Copy out everything between the lines holding "Check that every instance of the outdoor" and "[[316, 370], [162, 350], [144, 369], [292, 348]]", inclusive, multiplying each coordinate in the answers by 1.85 and rounding to whole numbers, with halves rounded up. Keep all other text and numbers in those lines unchanged, including the sample coordinates.

DATA LISTING →

++++++++

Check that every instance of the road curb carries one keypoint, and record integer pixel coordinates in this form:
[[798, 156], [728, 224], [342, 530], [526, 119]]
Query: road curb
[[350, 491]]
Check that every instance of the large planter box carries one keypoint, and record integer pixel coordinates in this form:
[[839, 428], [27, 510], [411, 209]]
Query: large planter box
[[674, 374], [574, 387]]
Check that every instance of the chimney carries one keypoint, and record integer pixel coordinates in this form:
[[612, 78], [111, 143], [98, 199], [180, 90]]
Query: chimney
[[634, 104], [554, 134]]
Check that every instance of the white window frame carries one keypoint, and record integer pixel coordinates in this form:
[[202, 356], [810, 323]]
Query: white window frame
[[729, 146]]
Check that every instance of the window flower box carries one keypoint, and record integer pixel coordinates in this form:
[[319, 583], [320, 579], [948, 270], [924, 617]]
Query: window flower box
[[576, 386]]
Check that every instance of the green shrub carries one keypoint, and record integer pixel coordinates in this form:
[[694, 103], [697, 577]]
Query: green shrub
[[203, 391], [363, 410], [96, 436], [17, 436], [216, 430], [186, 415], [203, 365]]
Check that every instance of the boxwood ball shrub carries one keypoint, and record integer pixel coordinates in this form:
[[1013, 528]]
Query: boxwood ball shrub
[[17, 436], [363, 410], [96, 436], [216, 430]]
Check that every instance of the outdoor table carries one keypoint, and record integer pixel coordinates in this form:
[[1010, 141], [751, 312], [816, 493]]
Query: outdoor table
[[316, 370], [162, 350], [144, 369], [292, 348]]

++++++++

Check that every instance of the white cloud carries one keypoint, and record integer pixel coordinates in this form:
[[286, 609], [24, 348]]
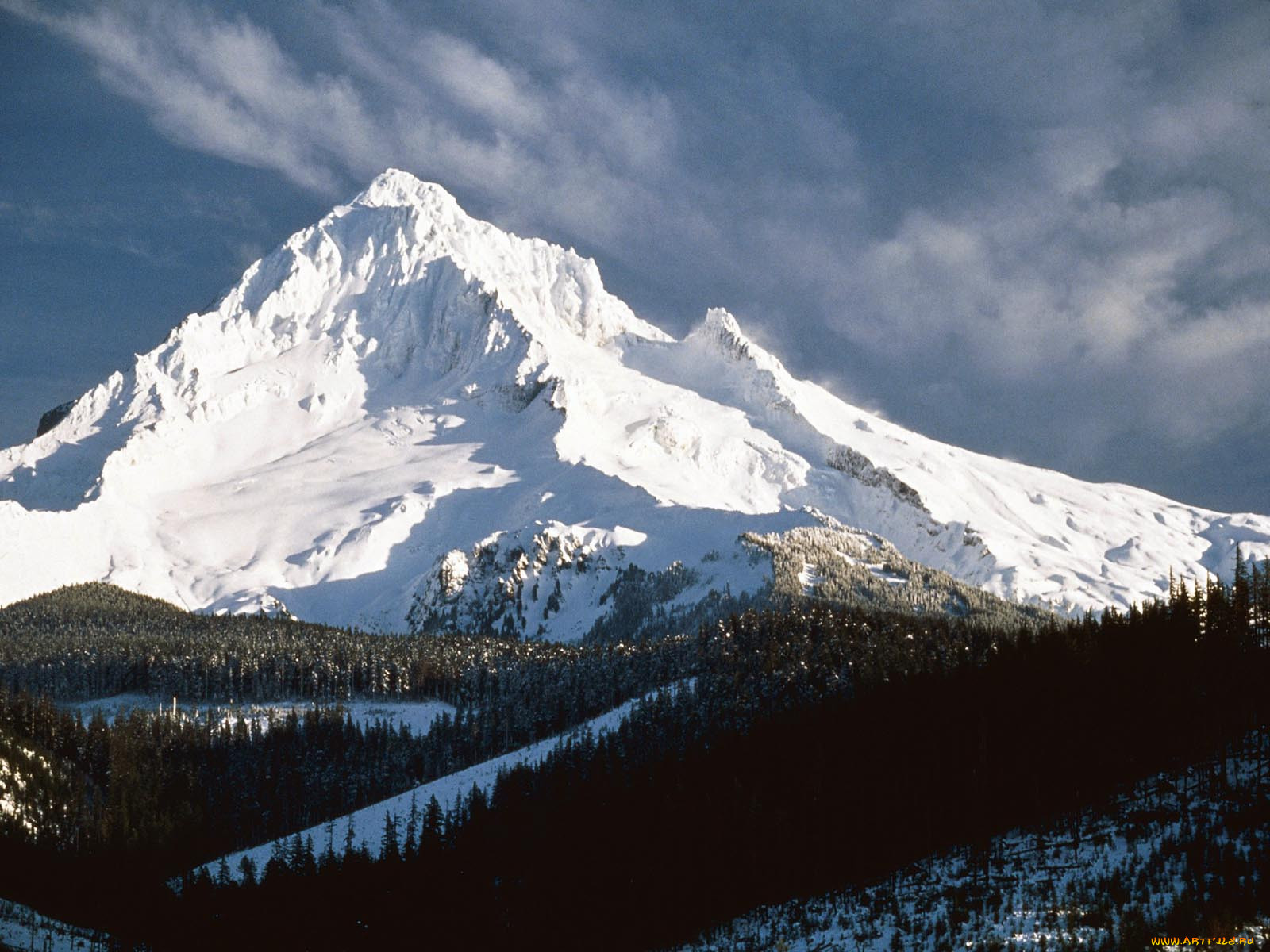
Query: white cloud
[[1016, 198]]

++++++++

EXERCISE ANSWER →
Check that every instance of the outdoor table carries one keypoint, and record integer pixel coordinates in this form:
[[1010, 141], [751, 312], [816, 493]]
Query: outdoor table
[[585, 685], [300, 648], [266, 683], [540, 644]]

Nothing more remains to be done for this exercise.